AIM
Output each line of the material below as a numbered list, leaving out any blank lines.

Stored data:
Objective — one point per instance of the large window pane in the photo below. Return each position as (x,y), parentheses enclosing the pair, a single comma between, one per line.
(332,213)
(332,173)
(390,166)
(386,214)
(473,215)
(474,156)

REPLY
1. Objective — one point per instance of the large window pane in the photo below. Return each position as (x,y), parentheses enclosing the pair, a single comma between, one per line.
2. (332,213)
3. (332,173)
4. (390,166)
5. (386,214)
6. (473,215)
7. (474,156)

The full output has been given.